**WHAT THIS TASK INVOLVES:** Scan the records for the word "characters". Report each line where it occurs.
>>>>
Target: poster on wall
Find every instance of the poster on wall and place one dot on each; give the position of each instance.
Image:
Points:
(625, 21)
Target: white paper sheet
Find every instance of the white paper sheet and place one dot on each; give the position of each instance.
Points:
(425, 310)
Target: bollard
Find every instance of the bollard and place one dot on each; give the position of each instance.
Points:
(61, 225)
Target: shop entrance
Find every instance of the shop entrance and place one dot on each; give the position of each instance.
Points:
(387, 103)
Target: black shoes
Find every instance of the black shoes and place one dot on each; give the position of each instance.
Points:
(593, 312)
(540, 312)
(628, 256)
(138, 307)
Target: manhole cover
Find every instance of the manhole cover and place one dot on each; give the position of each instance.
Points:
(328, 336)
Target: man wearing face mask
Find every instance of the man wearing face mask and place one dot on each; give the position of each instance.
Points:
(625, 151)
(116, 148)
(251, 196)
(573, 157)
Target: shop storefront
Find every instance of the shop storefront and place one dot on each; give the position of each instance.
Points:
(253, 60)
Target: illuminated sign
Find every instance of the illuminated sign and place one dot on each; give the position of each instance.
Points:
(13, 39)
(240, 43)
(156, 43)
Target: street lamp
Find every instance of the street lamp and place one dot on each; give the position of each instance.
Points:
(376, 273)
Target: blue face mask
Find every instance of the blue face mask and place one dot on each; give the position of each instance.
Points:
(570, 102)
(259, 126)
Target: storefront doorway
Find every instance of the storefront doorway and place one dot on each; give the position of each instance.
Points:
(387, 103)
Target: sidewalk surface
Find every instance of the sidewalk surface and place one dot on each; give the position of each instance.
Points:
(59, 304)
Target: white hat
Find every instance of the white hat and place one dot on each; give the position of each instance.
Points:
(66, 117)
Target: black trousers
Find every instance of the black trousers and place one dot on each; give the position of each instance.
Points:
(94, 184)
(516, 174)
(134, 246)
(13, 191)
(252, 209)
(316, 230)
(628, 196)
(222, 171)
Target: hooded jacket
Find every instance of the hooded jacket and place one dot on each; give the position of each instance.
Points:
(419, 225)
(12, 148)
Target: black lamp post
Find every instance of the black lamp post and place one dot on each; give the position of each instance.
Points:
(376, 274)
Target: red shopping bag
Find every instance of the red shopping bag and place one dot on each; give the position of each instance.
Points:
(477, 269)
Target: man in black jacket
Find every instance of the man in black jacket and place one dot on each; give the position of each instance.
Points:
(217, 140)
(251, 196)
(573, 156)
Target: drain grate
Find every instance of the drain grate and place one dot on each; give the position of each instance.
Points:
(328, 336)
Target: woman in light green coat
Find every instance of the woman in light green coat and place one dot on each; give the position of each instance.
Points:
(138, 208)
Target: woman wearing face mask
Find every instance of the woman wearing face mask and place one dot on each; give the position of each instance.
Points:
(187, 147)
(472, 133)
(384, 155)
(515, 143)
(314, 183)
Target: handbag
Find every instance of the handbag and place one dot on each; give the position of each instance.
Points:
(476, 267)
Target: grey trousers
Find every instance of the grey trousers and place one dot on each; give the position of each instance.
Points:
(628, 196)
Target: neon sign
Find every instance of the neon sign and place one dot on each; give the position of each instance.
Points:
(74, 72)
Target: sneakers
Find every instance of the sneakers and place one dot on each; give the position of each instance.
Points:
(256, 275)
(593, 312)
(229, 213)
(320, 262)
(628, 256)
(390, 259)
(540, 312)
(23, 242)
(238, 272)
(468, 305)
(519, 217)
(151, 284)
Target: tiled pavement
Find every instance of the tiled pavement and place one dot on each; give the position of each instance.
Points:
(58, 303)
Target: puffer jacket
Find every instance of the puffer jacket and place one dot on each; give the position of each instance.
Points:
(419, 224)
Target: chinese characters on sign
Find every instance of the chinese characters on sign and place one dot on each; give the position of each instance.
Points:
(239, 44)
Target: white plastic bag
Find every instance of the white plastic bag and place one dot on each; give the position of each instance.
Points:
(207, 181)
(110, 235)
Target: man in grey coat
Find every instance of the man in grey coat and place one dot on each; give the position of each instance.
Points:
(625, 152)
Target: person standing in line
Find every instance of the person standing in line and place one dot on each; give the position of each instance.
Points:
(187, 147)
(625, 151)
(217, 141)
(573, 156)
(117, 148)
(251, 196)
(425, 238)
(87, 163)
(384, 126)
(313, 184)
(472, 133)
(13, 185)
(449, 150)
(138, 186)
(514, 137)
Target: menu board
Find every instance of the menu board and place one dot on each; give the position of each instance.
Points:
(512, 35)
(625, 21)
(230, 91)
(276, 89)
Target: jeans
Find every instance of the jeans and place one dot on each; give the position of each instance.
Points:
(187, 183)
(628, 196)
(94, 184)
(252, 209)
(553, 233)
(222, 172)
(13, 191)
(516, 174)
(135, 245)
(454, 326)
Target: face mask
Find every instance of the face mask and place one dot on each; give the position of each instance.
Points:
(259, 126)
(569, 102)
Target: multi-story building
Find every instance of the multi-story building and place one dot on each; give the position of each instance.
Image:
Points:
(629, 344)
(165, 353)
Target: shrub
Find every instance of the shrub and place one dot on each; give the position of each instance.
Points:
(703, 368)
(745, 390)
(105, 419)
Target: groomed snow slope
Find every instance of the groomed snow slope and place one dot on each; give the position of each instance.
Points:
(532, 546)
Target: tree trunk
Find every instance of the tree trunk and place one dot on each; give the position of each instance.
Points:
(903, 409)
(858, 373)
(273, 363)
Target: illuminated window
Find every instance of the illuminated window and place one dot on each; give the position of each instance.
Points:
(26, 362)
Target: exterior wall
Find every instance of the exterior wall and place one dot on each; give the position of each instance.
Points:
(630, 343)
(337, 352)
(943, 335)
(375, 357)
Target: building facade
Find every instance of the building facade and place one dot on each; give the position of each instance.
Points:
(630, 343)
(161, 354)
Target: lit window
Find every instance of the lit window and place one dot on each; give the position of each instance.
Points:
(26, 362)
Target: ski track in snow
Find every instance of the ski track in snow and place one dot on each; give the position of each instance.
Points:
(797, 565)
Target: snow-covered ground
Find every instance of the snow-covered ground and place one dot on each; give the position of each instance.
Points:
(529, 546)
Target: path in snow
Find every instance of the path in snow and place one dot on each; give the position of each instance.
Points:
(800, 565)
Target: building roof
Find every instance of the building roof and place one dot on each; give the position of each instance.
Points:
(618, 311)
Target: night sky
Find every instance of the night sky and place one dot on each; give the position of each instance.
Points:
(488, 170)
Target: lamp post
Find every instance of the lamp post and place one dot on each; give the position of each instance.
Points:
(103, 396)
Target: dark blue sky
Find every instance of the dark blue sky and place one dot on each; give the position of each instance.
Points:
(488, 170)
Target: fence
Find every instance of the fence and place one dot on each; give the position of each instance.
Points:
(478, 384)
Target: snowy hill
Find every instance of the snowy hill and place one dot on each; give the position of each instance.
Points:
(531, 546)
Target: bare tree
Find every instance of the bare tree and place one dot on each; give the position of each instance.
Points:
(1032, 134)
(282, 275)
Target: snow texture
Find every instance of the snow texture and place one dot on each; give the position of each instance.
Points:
<<<<
**RESPONSE TO THIS TASK:**
Target: chinese characters on sign
Find every instance of the chinese characters on sign and place one dot on each; give the position of each instance.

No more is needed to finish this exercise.